>> begin PROVIDED TEXT

I'm doing great, John. Good to speak with you.


Good to speak with you. Now, your character Sergeant Doakes on the show, he's always on edge. He always seems to be like, very gruff exterior, do you think this character has a softer side?

Oh, I think he certainly does have a softer side. I think in a lot of episodes last season, you got an opportunity to see him with his family. You see that he comes from a family that's pretty dominated by women, so I'm sure he has a somewhat softer side than what we see.


And what made you originally interested in appearing in…because Dexter is about a serial killer. Why be on a show about such dark material?

I just thought the material was great material. After having been on Oz for a season, I guess a season and a half, playing Moses Deyell. I love cable television, what it's able to bring people as an option, as a choice to network television, although there's some great network programming as well. And I thought it was edgy, I thought it was different, and I absolutely love Sergeant Doakes, man.


Very interesting character. Now, were you familiar with the source material? Because it's based on a series of novels.

>> end PROVIDED TEXT

OBJECTIVE 1
Answer these questions using the interview:
(a) Which character did the speaker play on Oz?
(b) What kind of family does Sergeant Doakes come from?
(c) What is Dexter based on?
OBJECTIVE 2
From the interview, return the stretch from "I'm doing great, John." through "what we see.".
The rows after this interview are a separate set of material.

>> begin MATERIAL SUPPLIED

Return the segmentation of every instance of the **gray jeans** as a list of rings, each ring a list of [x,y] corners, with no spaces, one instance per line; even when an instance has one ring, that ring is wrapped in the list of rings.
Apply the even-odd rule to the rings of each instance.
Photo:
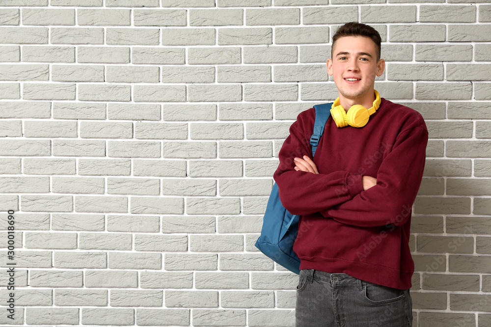
[[[300,272],[296,327],[410,327],[409,290],[361,280],[346,274]]]

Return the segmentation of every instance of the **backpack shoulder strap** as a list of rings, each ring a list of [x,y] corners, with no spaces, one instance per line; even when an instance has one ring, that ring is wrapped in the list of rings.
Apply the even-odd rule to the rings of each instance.
[[[327,123],[327,119],[331,115],[330,110],[332,105],[332,102],[316,104],[314,106],[314,108],[315,108],[315,122],[314,123],[314,132],[310,137],[310,145],[312,146],[313,158],[315,154],[315,151],[317,149],[321,136],[324,132],[326,123]]]

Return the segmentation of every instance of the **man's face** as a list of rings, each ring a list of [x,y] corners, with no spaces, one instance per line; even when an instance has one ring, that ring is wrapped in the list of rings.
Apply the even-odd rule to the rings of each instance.
[[[327,59],[327,74],[334,78],[342,104],[373,101],[375,77],[385,67],[385,61],[378,61],[377,55],[377,47],[369,38],[344,36],[336,41],[333,57]]]

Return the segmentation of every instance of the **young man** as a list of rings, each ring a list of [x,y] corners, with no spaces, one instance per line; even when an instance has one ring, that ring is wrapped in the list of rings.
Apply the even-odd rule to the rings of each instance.
[[[315,156],[313,108],[279,152],[280,198],[301,215],[297,327],[412,326],[409,239],[428,130],[417,112],[374,89],[385,67],[380,46],[367,25],[338,29],[327,64],[339,97]]]

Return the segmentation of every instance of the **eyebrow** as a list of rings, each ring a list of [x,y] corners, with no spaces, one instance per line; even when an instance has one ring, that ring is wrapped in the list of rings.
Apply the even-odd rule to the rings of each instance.
[[[349,52],[341,52],[337,53],[336,56],[337,57],[339,55],[345,55],[346,54],[350,54]],[[373,56],[368,52],[358,52],[358,55],[366,55],[367,56],[370,57],[370,58],[373,58]]]

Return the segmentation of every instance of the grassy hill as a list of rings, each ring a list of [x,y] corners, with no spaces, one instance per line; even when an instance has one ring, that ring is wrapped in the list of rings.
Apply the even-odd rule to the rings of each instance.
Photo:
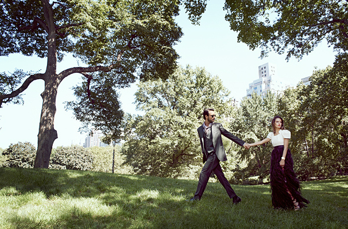
[[[274,210],[269,185],[219,183],[85,171],[0,168],[1,229],[348,228],[348,177],[303,182],[311,203]]]

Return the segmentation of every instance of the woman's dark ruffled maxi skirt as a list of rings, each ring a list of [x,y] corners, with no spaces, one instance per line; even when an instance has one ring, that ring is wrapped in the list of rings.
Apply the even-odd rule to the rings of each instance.
[[[309,201],[301,195],[300,181],[294,172],[294,162],[290,150],[285,157],[284,170],[279,164],[283,155],[284,146],[274,147],[270,161],[270,187],[272,204],[274,208],[294,209],[291,196],[298,202],[300,208],[307,207]],[[289,191],[291,195],[289,194]]]

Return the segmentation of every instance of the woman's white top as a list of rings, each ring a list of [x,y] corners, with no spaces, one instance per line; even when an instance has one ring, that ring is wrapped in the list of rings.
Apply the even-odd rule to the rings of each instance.
[[[279,130],[279,134],[274,136],[273,132],[269,133],[267,135],[267,138],[269,138],[272,142],[273,146],[283,146],[284,139],[290,139],[291,137],[291,133],[287,129],[280,129]]]

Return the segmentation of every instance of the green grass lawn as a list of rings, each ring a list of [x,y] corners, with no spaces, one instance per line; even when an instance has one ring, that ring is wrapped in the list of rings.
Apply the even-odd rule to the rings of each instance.
[[[2,229],[348,228],[348,177],[302,183],[311,203],[274,210],[269,185],[218,183],[199,202],[197,181],[68,170],[0,168]]]

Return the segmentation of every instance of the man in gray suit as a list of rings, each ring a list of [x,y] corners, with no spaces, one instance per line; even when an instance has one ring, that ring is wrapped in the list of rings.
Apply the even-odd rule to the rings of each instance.
[[[207,186],[209,177],[212,172],[214,172],[220,182],[226,189],[228,196],[231,199],[233,199],[233,203],[239,203],[242,199],[236,194],[231,187],[220,166],[220,161],[227,160],[225,149],[222,144],[221,134],[240,146],[244,146],[247,149],[249,149],[250,146],[225,129],[221,123],[214,122],[216,117],[214,109],[205,109],[203,113],[203,117],[204,118],[204,122],[197,130],[202,147],[203,162],[203,163],[205,162],[205,164],[199,175],[197,191],[194,194],[194,196],[189,201],[194,201],[200,200]]]

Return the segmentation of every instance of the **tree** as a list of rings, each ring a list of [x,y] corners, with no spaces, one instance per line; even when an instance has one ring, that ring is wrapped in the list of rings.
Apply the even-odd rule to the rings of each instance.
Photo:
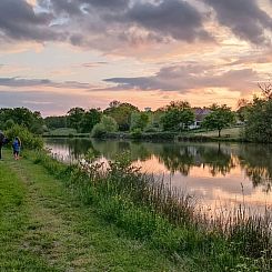
[[[111,117],[103,115],[101,122],[93,127],[92,137],[101,138],[108,132],[115,132],[117,130],[117,121]]]
[[[245,122],[248,120],[248,114],[251,107],[252,103],[246,99],[240,99],[238,101],[236,117],[241,122]]]
[[[139,109],[130,103],[121,103],[119,101],[112,101],[110,107],[103,111],[108,117],[113,118],[121,131],[130,130],[131,113],[139,112]]]
[[[69,128],[75,129],[78,132],[81,131],[81,121],[83,119],[85,111],[82,108],[72,108],[68,111],[68,125]]]
[[[149,114],[145,112],[132,112],[130,130],[139,129],[143,131],[149,123]]]
[[[258,87],[261,89],[263,97],[266,100],[272,99],[272,82],[259,82]]]
[[[47,117],[44,123],[50,130],[67,128],[67,117]]]
[[[185,101],[171,102],[161,118],[163,130],[184,130],[194,121],[194,113]]]
[[[206,129],[218,130],[220,138],[222,129],[231,125],[235,120],[235,115],[231,108],[225,104],[213,104],[210,109],[211,113],[204,118],[202,125]]]
[[[26,127],[34,133],[41,132],[41,129],[44,124],[39,111],[32,112],[27,108],[0,109],[1,127],[4,127],[4,123],[8,120],[12,120],[14,124]]]
[[[93,127],[101,121],[102,113],[100,109],[90,109],[85,111],[81,122],[81,132],[89,133],[92,131]]]

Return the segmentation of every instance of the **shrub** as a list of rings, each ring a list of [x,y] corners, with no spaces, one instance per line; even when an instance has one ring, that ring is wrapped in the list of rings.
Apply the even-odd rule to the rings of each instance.
[[[133,139],[141,139],[142,131],[141,131],[141,129],[135,129],[130,134],[131,134],[131,138],[133,138]]]
[[[9,141],[12,141],[16,137],[19,137],[22,147],[28,149],[42,149],[43,141],[41,138],[32,134],[26,127],[14,124],[12,128],[6,131],[6,135]]]
[[[115,132],[118,130],[117,121],[111,117],[102,117],[101,122],[92,129],[92,137],[101,138],[107,132]]]

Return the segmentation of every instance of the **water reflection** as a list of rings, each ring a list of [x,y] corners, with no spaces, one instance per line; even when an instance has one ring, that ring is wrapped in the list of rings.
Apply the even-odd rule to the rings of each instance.
[[[91,150],[98,158],[114,159],[130,151],[143,171],[169,174],[208,203],[231,199],[272,204],[272,145],[230,143],[152,143],[48,139],[47,145],[67,159],[80,159]],[[241,190],[243,184],[243,192]]]

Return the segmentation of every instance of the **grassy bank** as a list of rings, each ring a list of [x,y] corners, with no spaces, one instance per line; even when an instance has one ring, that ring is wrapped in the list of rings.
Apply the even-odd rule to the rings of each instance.
[[[67,167],[42,163],[57,179],[33,160],[0,161],[0,271],[190,271],[82,204]]]
[[[95,206],[125,235],[160,250],[189,271],[271,271],[270,214],[248,216],[240,208],[211,220],[195,210],[189,195],[141,174],[123,154],[108,169],[103,163],[66,167],[43,153],[36,154],[34,162],[63,180],[73,195]]]

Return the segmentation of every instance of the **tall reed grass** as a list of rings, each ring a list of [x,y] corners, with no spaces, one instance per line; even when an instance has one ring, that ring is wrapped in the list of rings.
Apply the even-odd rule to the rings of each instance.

>> end MATERIAL SUPPLIED

ANSWER 1
(a) Moses Deyell
(b) A family that's pretty dominated by women
(c) A series of novels

ANSWER 2
I'm doing great, John. Good to speak with you.


Good to speak with you. Now, your character Sergeant Doakes on the show, he's always on edge. He always seems to be like, very gruff exterior, do you think this character has a softer side?

Oh, I think he certainly does have a softer side. I think in a lot of episodes last season, you got an opportunity to see him with his family. You see that he comes from a family that's pretty dominated by women, so I'm sure he has a somewhat softer side than what we see.